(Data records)
>>

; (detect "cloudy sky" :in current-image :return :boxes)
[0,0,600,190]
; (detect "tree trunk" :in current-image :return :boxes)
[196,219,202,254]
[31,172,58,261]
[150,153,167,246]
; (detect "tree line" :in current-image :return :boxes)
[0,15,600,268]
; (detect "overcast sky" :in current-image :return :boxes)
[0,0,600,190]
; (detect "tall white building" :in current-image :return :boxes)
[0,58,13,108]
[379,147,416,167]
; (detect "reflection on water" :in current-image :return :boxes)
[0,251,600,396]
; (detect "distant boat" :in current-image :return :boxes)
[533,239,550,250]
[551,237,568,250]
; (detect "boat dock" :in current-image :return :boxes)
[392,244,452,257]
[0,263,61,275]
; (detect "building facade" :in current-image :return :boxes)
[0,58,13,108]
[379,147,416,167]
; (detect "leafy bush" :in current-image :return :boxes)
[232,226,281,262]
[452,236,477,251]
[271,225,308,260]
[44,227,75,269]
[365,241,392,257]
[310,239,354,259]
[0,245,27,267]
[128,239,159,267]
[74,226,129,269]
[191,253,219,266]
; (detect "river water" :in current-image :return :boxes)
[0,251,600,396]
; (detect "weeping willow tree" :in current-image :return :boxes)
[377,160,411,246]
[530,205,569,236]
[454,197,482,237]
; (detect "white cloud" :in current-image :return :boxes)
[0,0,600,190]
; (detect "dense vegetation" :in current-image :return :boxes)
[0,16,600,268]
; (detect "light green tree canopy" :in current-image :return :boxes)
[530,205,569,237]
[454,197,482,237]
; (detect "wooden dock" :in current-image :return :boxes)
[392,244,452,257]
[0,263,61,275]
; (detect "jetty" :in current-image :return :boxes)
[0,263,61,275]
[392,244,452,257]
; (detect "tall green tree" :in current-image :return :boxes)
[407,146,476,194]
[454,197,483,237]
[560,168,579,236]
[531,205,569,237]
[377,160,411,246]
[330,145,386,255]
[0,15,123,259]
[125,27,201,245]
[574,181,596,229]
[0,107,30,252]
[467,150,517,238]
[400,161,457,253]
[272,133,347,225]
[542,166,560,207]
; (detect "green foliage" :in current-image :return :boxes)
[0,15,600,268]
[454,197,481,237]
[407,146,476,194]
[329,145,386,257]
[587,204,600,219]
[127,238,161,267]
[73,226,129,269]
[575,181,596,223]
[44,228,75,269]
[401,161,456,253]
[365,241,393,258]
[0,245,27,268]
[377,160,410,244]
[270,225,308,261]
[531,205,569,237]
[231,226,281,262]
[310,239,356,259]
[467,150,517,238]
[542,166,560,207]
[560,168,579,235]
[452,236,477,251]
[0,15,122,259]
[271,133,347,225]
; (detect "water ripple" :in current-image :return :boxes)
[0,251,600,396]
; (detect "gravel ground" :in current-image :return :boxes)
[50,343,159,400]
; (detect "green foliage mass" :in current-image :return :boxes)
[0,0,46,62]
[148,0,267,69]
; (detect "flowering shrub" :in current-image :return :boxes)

<<

## [Work to be completed]
Transcribe the data above in full, exactly.

## [Solution]
; (detect "cloudy sky" :in current-image :return :boxes)
[0,0,600,190]
; (detect "tree trunk" :in current-image :return :boxes)
[196,219,202,254]
[31,172,58,261]
[150,153,167,246]
; (detect "tree line" :in current-image :return :boxes)
[0,15,600,268]
; (detect "overcast sky" :in current-image :return :boxes)
[0,0,600,190]
; (detect "tall white building" :in current-image :return :boxes)
[0,58,13,108]
[379,147,416,167]
; (detect "reflection on water" :in current-image :return :boxes)
[0,251,600,396]
; (detect "distant boat" :in current-image :return :boxes)
[533,239,550,250]
[551,237,568,250]
; (detect "boat dock" :in current-image :return :boxes)
[392,244,452,257]
[0,263,61,275]
; (detect "building facade" :in current-image :return :boxes)
[0,58,13,108]
[379,147,416,167]
; (detect "leafy bush" :in current-image :return :boxes)
[232,226,281,262]
[452,236,477,251]
[271,225,308,260]
[44,227,75,269]
[365,241,392,257]
[310,239,354,259]
[0,245,27,267]
[128,239,159,267]
[74,226,129,269]
[191,253,219,266]
; (detect "river water" :in current-image :return :boxes)
[0,251,600,396]
; (detect "weeping willow tree" :in current-image :return :boxes)
[377,160,411,246]
[530,205,569,236]
[454,197,482,237]
; (detect "white cloud" :in current-image :return :boxes)
[0,0,600,190]
; (detect "dense vegetation" :in current-image :return :boxes)
[0,16,600,268]
; (detect "light green tree canopy" :in current-image :return :boxes)
[530,205,569,237]
[454,197,482,237]
; (detect "wooden dock" :in current-image :return :boxes)
[392,244,452,257]
[0,263,61,275]
; (detect "jetty" :in current-image :return :boxes)
[0,263,61,275]
[392,244,452,257]
; (detect "tall green tree" :in current-image :return :boxes)
[407,146,476,194]
[454,197,483,237]
[560,168,579,236]
[531,205,569,237]
[377,160,411,246]
[330,145,386,255]
[0,15,123,259]
[125,27,201,245]
[574,181,596,229]
[0,107,30,252]
[467,150,517,238]
[400,161,457,253]
[272,133,347,225]
[542,166,560,207]
; (detect "green foliage" :in current-image :return :boxes)
[0,15,600,268]
[454,197,481,237]
[407,146,476,194]
[329,145,386,257]
[587,204,600,219]
[127,238,161,267]
[73,226,129,269]
[575,181,596,223]
[44,228,75,269]
[401,161,456,253]
[365,241,393,258]
[0,245,27,268]
[377,160,410,244]
[270,225,308,261]
[531,205,569,237]
[231,226,281,262]
[310,239,356,259]
[467,150,517,238]
[542,166,560,207]
[560,168,579,235]
[452,236,477,251]
[0,15,122,259]
[271,133,347,225]
; (detect "water ripple" :in current-image :return :boxes)
[0,251,600,396]
; (detect "gravel ground" :in current-image :return :boxes)
[50,343,159,400]
; (detect "green foliage mass" :in current-image :return :boxes)
[0,0,46,62]
[148,0,267,69]
; (detect "flowering shrub" :in current-image :return :boxes)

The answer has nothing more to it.